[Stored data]
>>>>>
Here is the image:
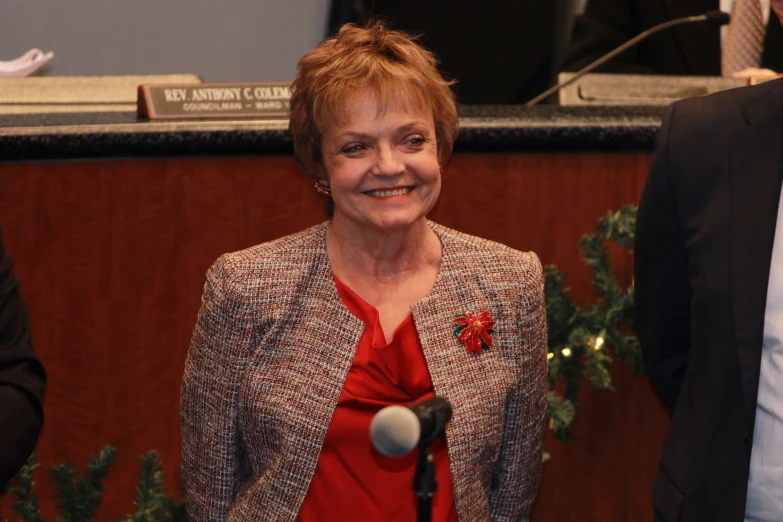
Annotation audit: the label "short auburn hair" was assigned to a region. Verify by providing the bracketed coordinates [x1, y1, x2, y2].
[288, 21, 459, 179]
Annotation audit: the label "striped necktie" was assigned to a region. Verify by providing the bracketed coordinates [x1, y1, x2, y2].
[721, 0, 766, 76]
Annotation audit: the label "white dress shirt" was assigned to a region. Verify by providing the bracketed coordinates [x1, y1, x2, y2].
[745, 183, 783, 522]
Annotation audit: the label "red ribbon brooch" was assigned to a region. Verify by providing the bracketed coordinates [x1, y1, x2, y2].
[454, 310, 495, 355]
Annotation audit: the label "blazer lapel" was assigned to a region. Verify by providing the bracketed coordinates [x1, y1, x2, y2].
[664, 0, 720, 74]
[411, 223, 512, 520]
[729, 83, 783, 425]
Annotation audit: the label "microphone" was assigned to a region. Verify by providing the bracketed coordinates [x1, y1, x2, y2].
[525, 11, 731, 107]
[370, 397, 451, 457]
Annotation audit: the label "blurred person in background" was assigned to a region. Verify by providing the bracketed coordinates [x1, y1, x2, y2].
[562, 0, 783, 77]
[0, 232, 46, 492]
[634, 0, 783, 522]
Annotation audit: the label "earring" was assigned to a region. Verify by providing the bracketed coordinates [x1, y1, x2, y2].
[313, 180, 332, 198]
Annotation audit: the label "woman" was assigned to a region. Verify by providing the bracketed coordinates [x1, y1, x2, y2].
[182, 24, 546, 522]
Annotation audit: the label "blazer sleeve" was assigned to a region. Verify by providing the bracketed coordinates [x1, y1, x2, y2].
[0, 231, 46, 491]
[563, 0, 654, 74]
[490, 254, 547, 522]
[634, 103, 691, 412]
[181, 256, 252, 522]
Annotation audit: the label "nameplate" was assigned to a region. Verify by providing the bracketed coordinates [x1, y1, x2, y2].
[137, 82, 291, 120]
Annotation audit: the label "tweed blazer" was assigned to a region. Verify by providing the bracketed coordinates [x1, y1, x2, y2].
[181, 222, 547, 522]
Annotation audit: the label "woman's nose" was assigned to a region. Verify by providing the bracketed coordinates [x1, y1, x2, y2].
[373, 147, 405, 176]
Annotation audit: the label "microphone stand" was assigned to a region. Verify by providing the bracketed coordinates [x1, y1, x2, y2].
[413, 415, 445, 522]
[413, 444, 438, 522]
[525, 11, 729, 107]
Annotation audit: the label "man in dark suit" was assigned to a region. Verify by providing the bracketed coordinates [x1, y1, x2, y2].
[0, 229, 46, 492]
[563, 0, 783, 76]
[634, 0, 783, 522]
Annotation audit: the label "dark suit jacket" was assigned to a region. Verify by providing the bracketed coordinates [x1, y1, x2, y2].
[563, 0, 783, 76]
[0, 230, 46, 491]
[634, 80, 783, 522]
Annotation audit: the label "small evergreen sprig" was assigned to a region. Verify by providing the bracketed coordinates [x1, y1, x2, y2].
[51, 446, 117, 522]
[544, 205, 644, 440]
[8, 454, 41, 522]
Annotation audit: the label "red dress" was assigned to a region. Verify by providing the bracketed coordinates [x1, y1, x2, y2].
[297, 277, 457, 522]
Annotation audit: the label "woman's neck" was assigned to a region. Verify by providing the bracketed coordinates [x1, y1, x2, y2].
[326, 215, 441, 282]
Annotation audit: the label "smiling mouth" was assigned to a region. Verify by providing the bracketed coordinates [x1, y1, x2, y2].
[365, 187, 415, 198]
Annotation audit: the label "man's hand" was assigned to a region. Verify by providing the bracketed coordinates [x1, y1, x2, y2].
[731, 67, 782, 78]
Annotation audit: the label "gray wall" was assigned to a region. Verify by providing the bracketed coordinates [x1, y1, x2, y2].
[0, 0, 330, 82]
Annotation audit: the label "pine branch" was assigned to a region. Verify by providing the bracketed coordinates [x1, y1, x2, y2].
[127, 451, 172, 522]
[8, 453, 41, 522]
[51, 446, 117, 522]
[546, 392, 576, 441]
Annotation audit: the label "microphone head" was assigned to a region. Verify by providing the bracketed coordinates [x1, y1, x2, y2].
[704, 10, 731, 25]
[370, 406, 421, 457]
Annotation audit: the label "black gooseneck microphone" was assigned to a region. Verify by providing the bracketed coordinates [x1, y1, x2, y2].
[370, 397, 452, 522]
[525, 11, 731, 107]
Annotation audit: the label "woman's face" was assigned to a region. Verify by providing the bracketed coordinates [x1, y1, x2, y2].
[321, 91, 440, 232]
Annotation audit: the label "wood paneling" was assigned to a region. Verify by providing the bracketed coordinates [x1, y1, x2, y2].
[0, 153, 668, 522]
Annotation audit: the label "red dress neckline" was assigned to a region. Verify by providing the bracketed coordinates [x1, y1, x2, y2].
[297, 276, 457, 522]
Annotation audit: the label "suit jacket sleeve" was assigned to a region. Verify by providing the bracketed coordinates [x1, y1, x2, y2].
[563, 0, 654, 74]
[634, 104, 691, 412]
[0, 232, 46, 491]
[490, 254, 547, 522]
[181, 257, 251, 522]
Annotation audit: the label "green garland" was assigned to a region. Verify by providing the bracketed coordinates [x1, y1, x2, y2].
[1, 206, 643, 522]
[544, 205, 644, 440]
[1, 446, 188, 522]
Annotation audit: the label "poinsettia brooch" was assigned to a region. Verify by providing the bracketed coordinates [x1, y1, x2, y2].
[454, 310, 495, 355]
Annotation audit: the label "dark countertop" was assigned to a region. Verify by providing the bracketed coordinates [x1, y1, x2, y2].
[0, 105, 665, 161]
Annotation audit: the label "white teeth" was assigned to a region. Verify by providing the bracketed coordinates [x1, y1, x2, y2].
[367, 187, 413, 198]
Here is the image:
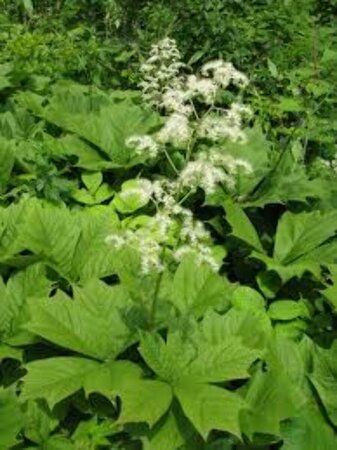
<<<<<
[Goal] Return each line in the entries above that contains the word "dark", copied unchanged.

[Expected output]
Annotation audit: the label "man in dark suit" was assigned to a region. Verify by providing the bracketed coordinates [x1, y1, x2, y2].
Annotation audit: the label "dark suit jacket" was assigned to a region. Verify by providing the bracketed coordinates [x1, y1, x2, y2].
Annotation audit: the label "dark countertop" was assigned to a region. Verify by providing the bracketed coordinates [x1, y1, x2, y2].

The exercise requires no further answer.